Work to complete →
**1)** Duplicate the stretch of the distributed-training text from "Split the batch" through "batches are large.", keeping every character unchanged.
**2)** Gather each line in the records below that contains the string "wall", and list those lines unaltered.

Split the batch of size (B) across (M) machines (each GPU processes (B/M) samples). After computing gradients locally, synchronize across GPUs by exchanging gradients.

Performance
- Compute scaling: Each GPU gets (B/M) examples, so computation divides evenly.
- Communication overhead: Every batch requires transmitting $($2 \times \text{params})$ for gradient synchronization. This is acceptable if batches are large.
- Memory scaling: No memory savings — each GPU still needs to hold a full copy of the model parameters.
Memory Breakdown
Depending on the precision used, the overhead looks like this:
- Model parameters: 2 bytes per parameter (FP16/BF16).
  - the actual learnable weights θ of the neural network.
  - In DDP, each GPU keeps its own replica of the parameters (so memory cost is multiplied across GPUs).
- Gradients: 2 bytes per parameter (FP16/BF16).
  - During backpropagation, each GPU computes gradients (\nabla f(x_i)) on its local mini-batch.
  - Before loss.backward() returns, DDP performs an all-reduce to average these gradients across all GPUs.
  - After synchronization, every GPU’s param.grad contains the same averaged value.
- Master weights (FP32): 4 bytes per parameter (used for SGD updates).
  - Even if we train in FP16/BF16 for speed, we cannot update weights directly in low precision (due to numerical instability). Therefore, we maintain a full FP32 copy of the model weights.
  - In DDP, each GPU keeps its own master weights, but since gradients are synchronized, updates remain consistent across devices.
- Adam first moment estimate: 4 bytes (or 2 in BF16) per parameter.
  - Each GPU stores its own copy, but they evolve identically since gradients are synchronized.
- Adam second moment estimate: 4 bytes (or 2 in BF16) per parameter.
Total Memory Cost
$$\text{Total memory} \approx 5 \times \text{params} \quad \Rightarrow \quad 16 \text{ bytes per parameter}$$

2 ZeRO (Zero Redundancy Optimizer) #

Idea: Shard optimizer states, gradients, parameters. ZERO

Stage 1: Optimizer state sharding, comm cost 2 × #params
Stage 2: Gradient sharding, comm cost 2 × #params
Stage 3 (FSDP): Shard everything (params too) 3 × #params

Stage 1: Shard (partition) the optimizer states #

Core Idea of Stage 1

Shard (partition) the optimizer states across GPUs.

Provided records →

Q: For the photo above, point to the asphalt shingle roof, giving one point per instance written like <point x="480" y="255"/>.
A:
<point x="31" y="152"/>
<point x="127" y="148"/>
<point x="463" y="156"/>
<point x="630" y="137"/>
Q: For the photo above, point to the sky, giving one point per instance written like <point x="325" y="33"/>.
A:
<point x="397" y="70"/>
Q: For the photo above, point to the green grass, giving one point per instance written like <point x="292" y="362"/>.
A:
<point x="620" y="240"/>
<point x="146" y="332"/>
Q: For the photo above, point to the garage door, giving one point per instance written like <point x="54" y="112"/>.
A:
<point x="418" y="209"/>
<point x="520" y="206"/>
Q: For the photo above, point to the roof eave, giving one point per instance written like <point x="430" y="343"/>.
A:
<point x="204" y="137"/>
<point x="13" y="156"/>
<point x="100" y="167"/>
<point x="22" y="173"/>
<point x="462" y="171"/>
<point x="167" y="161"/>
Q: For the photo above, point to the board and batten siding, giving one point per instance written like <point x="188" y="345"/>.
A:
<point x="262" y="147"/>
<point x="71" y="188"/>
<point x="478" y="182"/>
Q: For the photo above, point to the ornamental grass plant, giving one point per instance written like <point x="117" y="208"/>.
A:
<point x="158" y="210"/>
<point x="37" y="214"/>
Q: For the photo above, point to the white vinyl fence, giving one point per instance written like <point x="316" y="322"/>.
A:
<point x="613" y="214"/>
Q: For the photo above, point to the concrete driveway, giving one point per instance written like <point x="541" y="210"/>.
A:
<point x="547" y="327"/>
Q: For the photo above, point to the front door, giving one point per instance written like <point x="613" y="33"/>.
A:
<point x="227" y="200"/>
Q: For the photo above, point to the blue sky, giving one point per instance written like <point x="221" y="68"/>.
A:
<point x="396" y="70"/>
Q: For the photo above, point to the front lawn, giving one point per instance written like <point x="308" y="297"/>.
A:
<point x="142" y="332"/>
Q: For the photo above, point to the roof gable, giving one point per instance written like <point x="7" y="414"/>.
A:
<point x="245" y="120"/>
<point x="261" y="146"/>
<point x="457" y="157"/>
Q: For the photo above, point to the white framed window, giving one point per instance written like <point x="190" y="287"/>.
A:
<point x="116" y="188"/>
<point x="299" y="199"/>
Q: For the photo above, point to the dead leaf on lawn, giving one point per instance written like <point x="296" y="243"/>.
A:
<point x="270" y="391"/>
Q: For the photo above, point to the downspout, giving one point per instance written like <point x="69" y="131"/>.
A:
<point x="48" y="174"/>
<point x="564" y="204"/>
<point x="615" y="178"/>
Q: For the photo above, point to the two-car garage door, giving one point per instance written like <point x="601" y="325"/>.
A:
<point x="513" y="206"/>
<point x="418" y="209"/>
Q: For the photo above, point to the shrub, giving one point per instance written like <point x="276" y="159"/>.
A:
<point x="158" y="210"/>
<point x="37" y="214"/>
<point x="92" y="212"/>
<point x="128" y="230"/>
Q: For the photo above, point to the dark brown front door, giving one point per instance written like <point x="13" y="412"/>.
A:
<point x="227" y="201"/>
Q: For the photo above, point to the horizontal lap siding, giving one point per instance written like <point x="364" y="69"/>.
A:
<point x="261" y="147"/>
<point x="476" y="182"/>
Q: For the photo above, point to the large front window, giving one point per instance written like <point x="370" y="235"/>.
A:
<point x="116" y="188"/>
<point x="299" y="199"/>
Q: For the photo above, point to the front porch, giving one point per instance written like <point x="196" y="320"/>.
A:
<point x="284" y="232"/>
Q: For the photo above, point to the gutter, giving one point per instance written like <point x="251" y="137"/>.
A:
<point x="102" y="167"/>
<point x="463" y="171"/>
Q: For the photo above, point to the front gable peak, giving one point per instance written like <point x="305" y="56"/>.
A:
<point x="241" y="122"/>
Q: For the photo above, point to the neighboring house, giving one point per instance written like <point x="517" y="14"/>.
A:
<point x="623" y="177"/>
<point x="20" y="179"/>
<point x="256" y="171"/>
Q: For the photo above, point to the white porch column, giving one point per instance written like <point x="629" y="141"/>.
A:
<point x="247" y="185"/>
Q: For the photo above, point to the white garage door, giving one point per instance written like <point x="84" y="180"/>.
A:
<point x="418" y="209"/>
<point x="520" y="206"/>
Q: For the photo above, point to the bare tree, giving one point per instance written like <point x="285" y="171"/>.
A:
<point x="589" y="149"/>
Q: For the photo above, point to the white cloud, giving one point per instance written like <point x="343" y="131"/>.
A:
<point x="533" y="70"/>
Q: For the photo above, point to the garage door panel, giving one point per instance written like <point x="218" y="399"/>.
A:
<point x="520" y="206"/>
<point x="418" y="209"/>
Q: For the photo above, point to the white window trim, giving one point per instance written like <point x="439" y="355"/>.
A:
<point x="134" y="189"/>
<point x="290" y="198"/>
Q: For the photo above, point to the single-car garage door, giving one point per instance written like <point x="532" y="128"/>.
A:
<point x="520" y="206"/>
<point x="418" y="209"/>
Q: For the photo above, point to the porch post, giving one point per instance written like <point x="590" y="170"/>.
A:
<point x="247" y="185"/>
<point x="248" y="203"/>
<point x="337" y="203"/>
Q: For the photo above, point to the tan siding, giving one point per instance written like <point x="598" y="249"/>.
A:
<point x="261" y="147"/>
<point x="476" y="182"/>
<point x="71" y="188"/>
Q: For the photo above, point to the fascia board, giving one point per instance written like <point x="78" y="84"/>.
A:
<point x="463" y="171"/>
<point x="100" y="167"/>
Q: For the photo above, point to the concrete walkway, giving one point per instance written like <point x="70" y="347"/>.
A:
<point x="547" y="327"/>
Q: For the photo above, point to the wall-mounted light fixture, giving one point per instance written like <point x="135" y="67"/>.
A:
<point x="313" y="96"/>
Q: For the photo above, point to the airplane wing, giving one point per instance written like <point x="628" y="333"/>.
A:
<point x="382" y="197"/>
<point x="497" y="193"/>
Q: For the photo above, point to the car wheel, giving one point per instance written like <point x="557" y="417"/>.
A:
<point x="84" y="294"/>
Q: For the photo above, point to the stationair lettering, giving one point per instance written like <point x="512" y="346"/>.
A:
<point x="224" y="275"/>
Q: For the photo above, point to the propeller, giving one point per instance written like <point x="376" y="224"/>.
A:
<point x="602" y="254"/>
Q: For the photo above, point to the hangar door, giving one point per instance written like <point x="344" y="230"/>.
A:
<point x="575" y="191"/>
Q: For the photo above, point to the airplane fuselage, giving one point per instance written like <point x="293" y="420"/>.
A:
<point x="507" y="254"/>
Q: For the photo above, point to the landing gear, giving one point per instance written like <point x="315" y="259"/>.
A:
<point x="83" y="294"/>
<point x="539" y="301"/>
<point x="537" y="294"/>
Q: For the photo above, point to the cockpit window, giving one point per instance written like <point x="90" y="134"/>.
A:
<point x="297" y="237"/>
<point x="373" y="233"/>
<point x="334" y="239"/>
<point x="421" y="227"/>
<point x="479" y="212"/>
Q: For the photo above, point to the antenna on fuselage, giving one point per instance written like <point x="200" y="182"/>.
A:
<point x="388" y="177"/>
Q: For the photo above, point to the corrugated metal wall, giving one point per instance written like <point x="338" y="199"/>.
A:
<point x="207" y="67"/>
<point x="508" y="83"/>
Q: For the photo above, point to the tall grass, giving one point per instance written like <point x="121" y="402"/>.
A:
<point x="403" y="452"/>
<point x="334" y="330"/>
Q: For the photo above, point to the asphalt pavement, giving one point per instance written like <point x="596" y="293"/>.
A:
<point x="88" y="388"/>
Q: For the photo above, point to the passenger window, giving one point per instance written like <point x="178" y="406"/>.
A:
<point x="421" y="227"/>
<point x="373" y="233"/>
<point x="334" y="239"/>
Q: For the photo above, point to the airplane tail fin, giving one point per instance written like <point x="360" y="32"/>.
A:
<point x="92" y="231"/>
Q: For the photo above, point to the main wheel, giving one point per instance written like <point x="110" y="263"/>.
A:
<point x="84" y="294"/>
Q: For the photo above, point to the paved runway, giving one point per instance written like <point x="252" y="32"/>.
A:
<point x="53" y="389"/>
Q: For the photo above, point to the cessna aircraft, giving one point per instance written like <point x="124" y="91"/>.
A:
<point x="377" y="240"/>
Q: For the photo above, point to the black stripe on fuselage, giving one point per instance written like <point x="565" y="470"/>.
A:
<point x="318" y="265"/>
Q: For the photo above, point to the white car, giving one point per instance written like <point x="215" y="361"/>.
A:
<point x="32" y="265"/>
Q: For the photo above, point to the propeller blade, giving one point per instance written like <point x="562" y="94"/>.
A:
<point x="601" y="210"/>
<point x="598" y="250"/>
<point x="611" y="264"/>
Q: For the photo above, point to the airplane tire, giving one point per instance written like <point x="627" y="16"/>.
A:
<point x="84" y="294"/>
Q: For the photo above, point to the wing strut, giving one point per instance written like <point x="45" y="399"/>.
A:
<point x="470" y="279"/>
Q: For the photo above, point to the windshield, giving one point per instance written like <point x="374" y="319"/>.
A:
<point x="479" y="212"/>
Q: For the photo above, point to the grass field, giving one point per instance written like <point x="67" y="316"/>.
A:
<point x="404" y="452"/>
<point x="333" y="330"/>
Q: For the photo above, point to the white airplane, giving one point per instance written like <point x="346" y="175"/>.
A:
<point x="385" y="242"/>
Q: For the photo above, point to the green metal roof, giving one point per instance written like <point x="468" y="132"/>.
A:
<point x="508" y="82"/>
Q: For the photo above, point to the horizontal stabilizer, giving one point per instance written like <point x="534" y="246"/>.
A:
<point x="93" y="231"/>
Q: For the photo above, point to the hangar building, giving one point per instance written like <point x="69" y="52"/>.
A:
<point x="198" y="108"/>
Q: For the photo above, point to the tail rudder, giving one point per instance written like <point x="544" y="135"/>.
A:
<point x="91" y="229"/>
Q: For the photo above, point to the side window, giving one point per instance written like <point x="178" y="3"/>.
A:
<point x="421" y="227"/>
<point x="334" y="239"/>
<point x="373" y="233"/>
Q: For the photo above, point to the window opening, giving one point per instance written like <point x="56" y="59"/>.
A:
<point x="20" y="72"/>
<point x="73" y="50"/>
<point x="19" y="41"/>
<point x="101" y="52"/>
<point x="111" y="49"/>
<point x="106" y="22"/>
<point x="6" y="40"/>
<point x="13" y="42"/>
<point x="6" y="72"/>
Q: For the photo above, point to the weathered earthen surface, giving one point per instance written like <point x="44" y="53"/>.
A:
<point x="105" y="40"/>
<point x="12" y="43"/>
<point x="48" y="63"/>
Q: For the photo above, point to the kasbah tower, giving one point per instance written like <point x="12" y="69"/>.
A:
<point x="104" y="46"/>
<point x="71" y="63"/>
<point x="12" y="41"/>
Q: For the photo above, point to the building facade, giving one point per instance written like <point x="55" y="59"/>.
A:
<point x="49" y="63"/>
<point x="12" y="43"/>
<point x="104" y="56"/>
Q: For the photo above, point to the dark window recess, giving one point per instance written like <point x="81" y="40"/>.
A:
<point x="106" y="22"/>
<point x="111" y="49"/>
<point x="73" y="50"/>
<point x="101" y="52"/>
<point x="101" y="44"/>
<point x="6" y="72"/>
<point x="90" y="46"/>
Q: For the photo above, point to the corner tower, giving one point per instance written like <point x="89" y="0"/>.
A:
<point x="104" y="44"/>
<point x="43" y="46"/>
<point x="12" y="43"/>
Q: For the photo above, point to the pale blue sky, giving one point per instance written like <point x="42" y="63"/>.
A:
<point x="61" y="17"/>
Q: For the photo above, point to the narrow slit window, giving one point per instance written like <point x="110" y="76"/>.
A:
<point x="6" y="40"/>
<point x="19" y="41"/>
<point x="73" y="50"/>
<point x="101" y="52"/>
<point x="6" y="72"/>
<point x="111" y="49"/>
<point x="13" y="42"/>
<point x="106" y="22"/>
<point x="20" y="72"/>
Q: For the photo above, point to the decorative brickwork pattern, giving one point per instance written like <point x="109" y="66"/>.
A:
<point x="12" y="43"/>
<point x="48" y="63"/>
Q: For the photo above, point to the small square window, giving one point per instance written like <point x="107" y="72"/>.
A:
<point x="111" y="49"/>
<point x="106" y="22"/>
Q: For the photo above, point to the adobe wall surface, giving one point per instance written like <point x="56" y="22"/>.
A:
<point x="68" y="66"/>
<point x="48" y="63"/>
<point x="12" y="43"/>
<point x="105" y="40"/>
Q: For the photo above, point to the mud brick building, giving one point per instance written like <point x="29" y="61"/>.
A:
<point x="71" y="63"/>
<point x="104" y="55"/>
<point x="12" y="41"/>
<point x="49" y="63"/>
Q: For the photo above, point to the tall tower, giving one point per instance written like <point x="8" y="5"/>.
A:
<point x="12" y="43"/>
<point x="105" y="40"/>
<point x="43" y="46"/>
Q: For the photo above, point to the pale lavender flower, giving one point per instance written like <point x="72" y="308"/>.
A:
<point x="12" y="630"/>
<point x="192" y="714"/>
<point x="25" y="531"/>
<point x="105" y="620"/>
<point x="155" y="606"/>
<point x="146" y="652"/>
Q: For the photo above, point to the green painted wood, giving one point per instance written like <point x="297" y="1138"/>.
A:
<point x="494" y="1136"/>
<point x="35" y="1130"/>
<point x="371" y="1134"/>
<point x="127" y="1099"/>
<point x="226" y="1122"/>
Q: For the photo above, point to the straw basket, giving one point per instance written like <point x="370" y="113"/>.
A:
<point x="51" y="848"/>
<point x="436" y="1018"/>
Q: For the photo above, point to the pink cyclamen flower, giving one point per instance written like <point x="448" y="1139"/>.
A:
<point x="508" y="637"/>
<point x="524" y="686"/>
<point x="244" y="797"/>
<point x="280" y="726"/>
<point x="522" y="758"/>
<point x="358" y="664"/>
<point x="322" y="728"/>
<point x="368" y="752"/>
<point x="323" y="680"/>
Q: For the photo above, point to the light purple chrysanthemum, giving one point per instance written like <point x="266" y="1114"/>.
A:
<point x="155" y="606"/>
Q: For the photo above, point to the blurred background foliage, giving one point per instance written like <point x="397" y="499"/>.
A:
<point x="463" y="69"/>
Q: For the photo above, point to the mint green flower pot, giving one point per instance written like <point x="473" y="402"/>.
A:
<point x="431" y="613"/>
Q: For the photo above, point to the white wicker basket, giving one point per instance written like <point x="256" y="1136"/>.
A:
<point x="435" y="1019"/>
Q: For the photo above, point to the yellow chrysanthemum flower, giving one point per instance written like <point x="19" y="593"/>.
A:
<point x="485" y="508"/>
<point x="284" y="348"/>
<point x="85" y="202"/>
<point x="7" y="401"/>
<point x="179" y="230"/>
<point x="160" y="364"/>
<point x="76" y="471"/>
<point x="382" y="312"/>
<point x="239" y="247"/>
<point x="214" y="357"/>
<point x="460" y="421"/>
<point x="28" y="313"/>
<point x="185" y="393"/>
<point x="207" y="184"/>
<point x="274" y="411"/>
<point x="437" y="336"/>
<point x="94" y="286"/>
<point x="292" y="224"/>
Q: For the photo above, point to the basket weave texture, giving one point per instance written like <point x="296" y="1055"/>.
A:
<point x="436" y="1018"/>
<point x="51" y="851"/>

Results in order →
**1)**
Split the batch of size (B) across (M) machines (each GPU processes (B/M) samples). After computing gradients locally, synchronize across GPUs by exchanging gradients.

Performance
- Compute scaling: Each GPU gets (B/M) examples, so computation divides evenly.
- Communication overhead: Every batch requires transmitting $($2 \times \text{params})$ for gradient synchronization. This is acceptable if batches are large.

**2)**
Q: For the photo above, point to the wall-mounted light fixture, giving one point per instance written like <point x="135" y="67"/>.
Q: For the photo above, point to the corrugated metal wall, giving one point per instance written like <point x="338" y="199"/>.
Q: For the photo above, point to the adobe wall surface, giving one point per instance written like <point x="56" y="22"/>.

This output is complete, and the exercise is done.